Transcribe the lines below verbatim, skipping the images.

Provided records: Begin

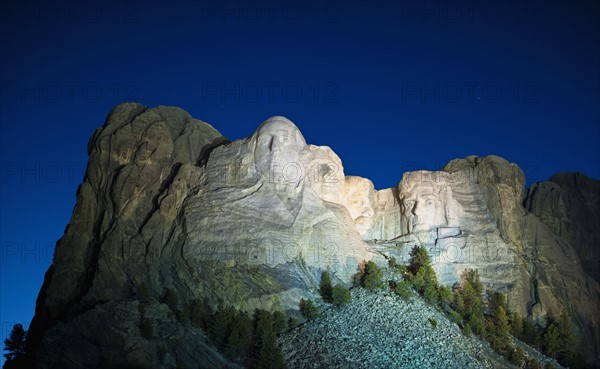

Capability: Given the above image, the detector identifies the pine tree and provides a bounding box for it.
[557,312,575,357]
[408,245,430,275]
[272,311,288,333]
[423,283,438,305]
[3,324,26,362]
[332,284,351,306]
[508,345,525,367]
[254,329,287,369]
[493,305,511,350]
[319,270,333,303]
[251,309,287,369]
[363,261,383,289]
[420,265,438,289]
[438,285,453,306]
[191,297,212,330]
[352,260,367,287]
[522,318,539,346]
[544,323,561,358]
[394,280,412,300]
[470,307,486,336]
[254,309,274,342]
[454,292,465,316]
[287,316,299,329]
[510,311,523,338]
[210,304,235,349]
[464,269,483,296]
[299,299,319,319]
[388,256,397,269]
[488,292,507,314]
[454,269,485,337]
[225,311,253,361]
[406,246,438,295]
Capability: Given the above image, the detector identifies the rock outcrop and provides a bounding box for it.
[27,104,373,369]
[353,156,600,362]
[524,172,600,283]
[27,104,600,368]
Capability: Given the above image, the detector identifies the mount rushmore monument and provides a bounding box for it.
[26,103,600,368]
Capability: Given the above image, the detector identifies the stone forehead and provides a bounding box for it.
[253,116,307,146]
[399,171,448,196]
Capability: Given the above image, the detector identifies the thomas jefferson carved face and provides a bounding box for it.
[253,116,307,185]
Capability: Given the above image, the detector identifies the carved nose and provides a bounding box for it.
[268,137,274,151]
[411,203,419,217]
[271,138,284,153]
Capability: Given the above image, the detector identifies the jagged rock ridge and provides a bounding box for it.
[27,103,600,368]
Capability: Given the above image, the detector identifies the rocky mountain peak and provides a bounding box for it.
[26,104,600,368]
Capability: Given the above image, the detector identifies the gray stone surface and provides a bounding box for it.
[524,172,600,283]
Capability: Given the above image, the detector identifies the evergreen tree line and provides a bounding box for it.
[135,285,289,369]
[181,298,288,369]
[319,269,351,306]
[382,246,591,369]
[299,269,352,320]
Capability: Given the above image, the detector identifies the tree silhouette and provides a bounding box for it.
[3,324,27,366]
[544,323,561,357]
[254,329,287,369]
[191,297,212,330]
[299,299,320,319]
[272,311,287,333]
[210,304,235,349]
[319,270,333,303]
[225,311,253,361]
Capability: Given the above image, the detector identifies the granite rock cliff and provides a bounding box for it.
[28,104,600,368]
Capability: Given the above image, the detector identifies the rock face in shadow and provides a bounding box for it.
[524,172,600,283]
[28,104,599,368]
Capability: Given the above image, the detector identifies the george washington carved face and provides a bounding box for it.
[252,116,307,185]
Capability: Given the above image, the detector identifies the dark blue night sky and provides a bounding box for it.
[0,0,598,358]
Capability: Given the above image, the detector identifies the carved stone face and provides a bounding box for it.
[253,117,307,185]
[400,176,447,233]
[308,148,345,205]
[344,177,375,235]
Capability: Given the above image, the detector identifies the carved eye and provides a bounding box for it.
[282,136,291,144]
[426,200,433,206]
[259,137,271,146]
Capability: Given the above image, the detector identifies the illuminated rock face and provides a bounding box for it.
[356,168,524,296]
[28,105,599,368]
[183,116,371,281]
[352,156,600,363]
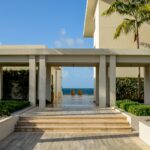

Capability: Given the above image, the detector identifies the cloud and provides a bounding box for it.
[54,40,62,48]
[76,38,84,45]
[54,28,86,48]
[62,38,75,47]
[60,28,66,36]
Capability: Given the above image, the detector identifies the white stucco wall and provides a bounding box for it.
[96,0,150,49]
[0,116,19,141]
[139,121,150,146]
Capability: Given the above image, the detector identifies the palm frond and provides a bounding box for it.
[102,1,133,16]
[114,19,135,39]
[139,3,150,12]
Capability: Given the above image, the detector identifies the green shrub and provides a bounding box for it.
[128,105,150,116]
[0,109,10,116]
[0,100,30,116]
[119,100,140,111]
[116,100,150,116]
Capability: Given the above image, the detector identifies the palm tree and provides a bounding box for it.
[102,0,150,100]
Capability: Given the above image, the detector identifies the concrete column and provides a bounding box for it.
[46,65,51,102]
[109,56,116,107]
[106,66,110,107]
[39,56,46,108]
[144,66,150,105]
[96,65,99,105]
[0,67,3,100]
[29,56,36,106]
[99,56,107,108]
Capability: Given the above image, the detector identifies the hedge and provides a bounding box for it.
[0,100,30,116]
[116,78,144,101]
[128,105,150,116]
[116,100,150,116]
[117,100,139,111]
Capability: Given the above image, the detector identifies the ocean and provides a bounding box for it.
[62,88,94,95]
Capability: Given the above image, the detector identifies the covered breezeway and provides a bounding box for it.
[0,48,150,108]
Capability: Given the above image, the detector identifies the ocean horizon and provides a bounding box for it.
[62,88,94,95]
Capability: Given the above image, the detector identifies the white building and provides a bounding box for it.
[83,0,150,77]
[0,0,149,109]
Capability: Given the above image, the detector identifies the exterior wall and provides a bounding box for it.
[94,0,150,49]
[116,67,144,78]
[93,0,150,77]
[0,116,19,141]
[94,0,101,48]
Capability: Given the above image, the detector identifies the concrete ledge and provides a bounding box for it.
[0,116,19,141]
[0,106,34,141]
[139,121,150,146]
[115,108,132,125]
[115,107,150,132]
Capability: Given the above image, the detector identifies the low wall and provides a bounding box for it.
[0,106,33,141]
[0,116,19,141]
[139,121,150,146]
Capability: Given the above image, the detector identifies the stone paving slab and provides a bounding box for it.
[0,132,150,150]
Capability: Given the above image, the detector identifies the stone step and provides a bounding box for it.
[17,119,129,125]
[17,122,129,126]
[19,115,127,120]
[15,125,132,133]
[16,113,132,133]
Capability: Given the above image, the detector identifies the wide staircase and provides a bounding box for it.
[15,113,132,133]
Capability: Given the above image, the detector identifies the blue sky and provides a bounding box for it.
[0,0,94,88]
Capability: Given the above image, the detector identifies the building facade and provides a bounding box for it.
[84,0,150,77]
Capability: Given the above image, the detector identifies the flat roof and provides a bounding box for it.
[0,47,150,56]
[83,0,97,37]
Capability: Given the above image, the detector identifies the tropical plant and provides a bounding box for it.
[102,0,150,100]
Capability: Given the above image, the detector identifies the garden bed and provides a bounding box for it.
[116,100,150,116]
[0,100,30,116]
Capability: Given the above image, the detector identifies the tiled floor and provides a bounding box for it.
[0,132,150,150]
[54,95,96,109]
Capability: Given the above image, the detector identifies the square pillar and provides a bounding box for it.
[96,65,99,105]
[39,56,46,108]
[29,56,36,106]
[46,65,51,102]
[109,56,116,107]
[144,66,150,105]
[106,66,110,107]
[99,56,107,108]
[0,67,3,100]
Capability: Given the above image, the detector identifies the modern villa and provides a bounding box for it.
[84,0,150,78]
[0,0,149,108]
[0,0,150,149]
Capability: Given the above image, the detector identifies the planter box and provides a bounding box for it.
[139,121,150,146]
[0,116,19,141]
[0,106,33,141]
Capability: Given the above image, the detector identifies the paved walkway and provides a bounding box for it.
[0,132,150,150]
[0,96,150,150]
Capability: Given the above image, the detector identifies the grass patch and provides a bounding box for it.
[116,100,150,116]
[0,100,30,116]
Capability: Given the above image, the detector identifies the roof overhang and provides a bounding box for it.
[83,0,97,37]
[0,47,150,56]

Provided records: End

_Written answer_
Capability: Given the above image, the detector identifies the pine tree and provides a bounding box for it.
[557,312,575,357]
[408,245,430,275]
[272,311,288,333]
[423,283,438,305]
[3,324,26,362]
[332,284,351,306]
[508,345,525,367]
[254,329,287,369]
[493,305,511,350]
[319,270,333,303]
[251,309,287,369]
[363,261,383,289]
[420,265,438,289]
[438,285,453,306]
[191,297,212,330]
[352,260,367,287]
[522,318,539,346]
[544,323,561,358]
[394,280,412,300]
[470,307,486,336]
[254,309,274,342]
[454,292,465,316]
[287,316,299,329]
[510,311,523,338]
[210,304,235,349]
[464,269,483,296]
[299,299,319,319]
[388,256,397,269]
[488,292,507,314]
[454,269,485,337]
[225,311,253,361]
[406,246,438,295]
Capability: Given the above image, the detector identifies the rock outcrop and provides a bounding box for it.
[27,104,373,369]
[353,156,600,362]
[524,172,600,283]
[27,104,600,368]
Capability: Given the above image, the detector identifies the mount rushmore monument and provides a bounding box for it.
[26,103,600,368]
Capability: Given the above image, the detector identifies the stone forehead and provides a bounding box for it.
[253,116,307,146]
[399,171,448,196]
Capability: Given the above image, the detector identifies the thomas jefferson carved face and provides a bounding box for it.
[253,116,307,185]
Capability: Given the above image, the detector identifies the carved nose and provides a bounding box for it.
[268,137,274,151]
[411,203,419,217]
[271,138,284,153]
Capability: Given the above image, the detector identifies the jagged rock ridge and provides a bounding box for it.
[27,103,600,368]
Capability: Given the above image, the detector identifies the rocky mountain peak and provides a bounding box for it.
[26,104,600,368]
Capability: Given the above image, the detector identifies the gray stone surface and provides a bounding box for it.
[524,172,600,283]
Capability: Given the above image, the detector identifies the evergreen tree line and provides a bounding box for it.
[135,285,289,369]
[181,298,288,369]
[319,269,351,306]
[382,246,591,369]
[299,269,352,320]
Capability: Given the above image, the detector identifies the tree silhouette and provides a bounding box for it.
[3,324,27,366]
[544,323,561,357]
[254,329,287,369]
[191,297,212,330]
[299,299,320,319]
[272,311,287,333]
[210,304,235,349]
[319,270,333,303]
[225,311,253,361]
Capability: Given the above image, the detector identifies the granite rock cliff and provides a bounding box for it.
[28,104,600,368]
Capability: Given the above image, the detector identifies the rock face in shadow and provides a bounding box for it.
[524,172,600,283]
[28,104,599,368]
Capability: Given the above image, the detector identifies the george washington carved face and provides a bounding box for it.
[252,116,307,185]
Capability: Given the above image, the detector identifies the dark blue night sky and provides a bounding box for it.
[0,0,598,358]
Capability: Given the above image, the detector identifies the carved stone face and provides a bounding box for it.
[253,117,307,185]
[400,176,447,233]
[308,148,345,205]
[344,177,375,235]
Capability: Given the above image, the detector identifies the carved eye and provides a bounding box for it.
[282,136,291,144]
[426,200,433,206]
[259,137,271,146]
Capability: Given the above image, the detector identifies the illuminated rock face and provides a bounding box for it.
[356,168,524,296]
[28,105,599,368]
[183,116,371,281]
[352,156,600,363]

Capability: Given the above image, the detector identifies the cloud and provides a bounding box for it.
[54,40,62,48]
[76,38,84,45]
[54,28,86,48]
[62,38,75,47]
[60,28,66,36]
Capability: Given the above image, the detector identifies the white stucco wall and provides a bounding box for it.
[96,0,150,49]
[0,116,19,141]
[139,121,150,146]
Capability: Given the above image, the detector identifies the palm frond and provides a bounding box for it.
[102,1,133,16]
[114,19,135,39]
[139,3,150,12]
Capability: Given the above image, the detector identifies the green shrub and provides a bounding box for it.
[128,105,150,116]
[0,109,10,116]
[0,100,30,116]
[119,100,140,111]
[116,100,150,116]
Capability: Given the above image, the detector identifies the palm tree and provides a bounding box for it.
[102,0,150,100]
Capability: Given the above image, the detector identifies the concrete column and provides a bounding box for it.
[46,65,51,102]
[109,56,116,107]
[106,66,110,107]
[39,56,46,108]
[144,66,150,105]
[96,65,99,105]
[0,67,3,100]
[29,56,36,106]
[99,56,107,108]
Capability: Given the above image, the detector identifies the hedge and provides a bounding box for it.
[0,100,30,116]
[116,78,144,101]
[128,105,150,116]
[116,100,150,116]
[117,100,139,111]
Capability: Given the above image, the detector identifies the ocean and provides a bounding box for it.
[62,88,94,95]
Capability: Given the above image, the detector identifies the covered breezeway and provides a bounding box for it.
[0,48,150,108]
Capability: Given the above image, the detector identifies the ocean horizon and provides a bounding box for it.
[62,88,94,95]
Capability: Given the above image, the detector identifies the white building and provides a bounding box for it.
[83,0,150,77]
[0,0,149,109]
Capability: Given the above image, the detector identifies the exterior wall and provides a bounding box for it.
[94,0,150,49]
[116,67,144,78]
[93,0,150,77]
[0,116,19,141]
[94,0,101,48]
Capability: Given the above image, the detector identifies the concrete ledge and provides a bounding box for it.
[0,116,19,141]
[0,106,34,141]
[139,121,150,146]
[115,108,132,125]
[115,107,150,132]
Capability: Given the above image, the detector identifies the low wall and provides a bounding box for it.
[0,106,33,141]
[0,116,19,141]
[139,121,150,146]
Capability: Given the above image, the detector identifies the stone paving slab and provides a bounding box for it.
[0,132,150,150]
Capability: Given the above image, the detector identifies the stone step and provides a bounding box for it.
[17,119,129,125]
[17,122,129,126]
[19,115,127,120]
[15,125,132,133]
[16,113,132,133]
Capability: Given the above image, the detector identifies the wide staircase and provides a bounding box for it.
[15,113,132,133]
Capability: Given the above image, the detector identifies the blue sky and provides a bounding box for it.
[0,0,94,88]
Capability: Given the above image, the detector identifies the building facade and provides a bounding box for it.
[84,0,150,77]
Capability: Given the above image, the detector identifies the flat roof and provides a bounding box for it.
[0,47,150,56]
[83,0,97,37]
Capability: Given the above image, the detector identifies the tropical plant and provides a bounding box for it.
[102,0,150,100]
Capability: Given the above image, the detector identifies the garden bed and provides a bounding box for it.
[116,100,150,116]
[0,100,30,116]
Capability: Given the above image, the detector identifies the tiled floor and provides a bounding box for it.
[0,132,150,150]
[54,95,96,109]
Capability: Given the above image, the detector identifies the square pillar and provides a bounding box for it.
[96,65,99,105]
[39,56,46,108]
[29,56,36,106]
[46,65,51,102]
[109,56,116,107]
[144,66,150,105]
[106,66,110,107]
[99,56,107,108]
[0,67,3,100]
Capability: Given the above image, the detector identifies the modern villa and provides a bounding box for it.
[84,0,150,78]
[0,0,149,108]
[0,0,150,149]
Capability: Given the above image, the detector identifies the planter box and provides a bounding box for it.
[139,121,150,146]
[0,116,19,141]
[0,106,33,141]
Capability: Given the above image, the detector identifies the paved walkway and provides a bounding box for it.
[0,132,150,150]
[0,96,150,150]
Capability: Given the above image, the detector identifies the grass patch and provides a bounding box for it.
[116,100,150,116]
[0,100,30,116]
Capability: Given the above image, the detector identifies the roof overhang and provides a bounding box for it.
[83,0,97,37]
[0,47,150,56]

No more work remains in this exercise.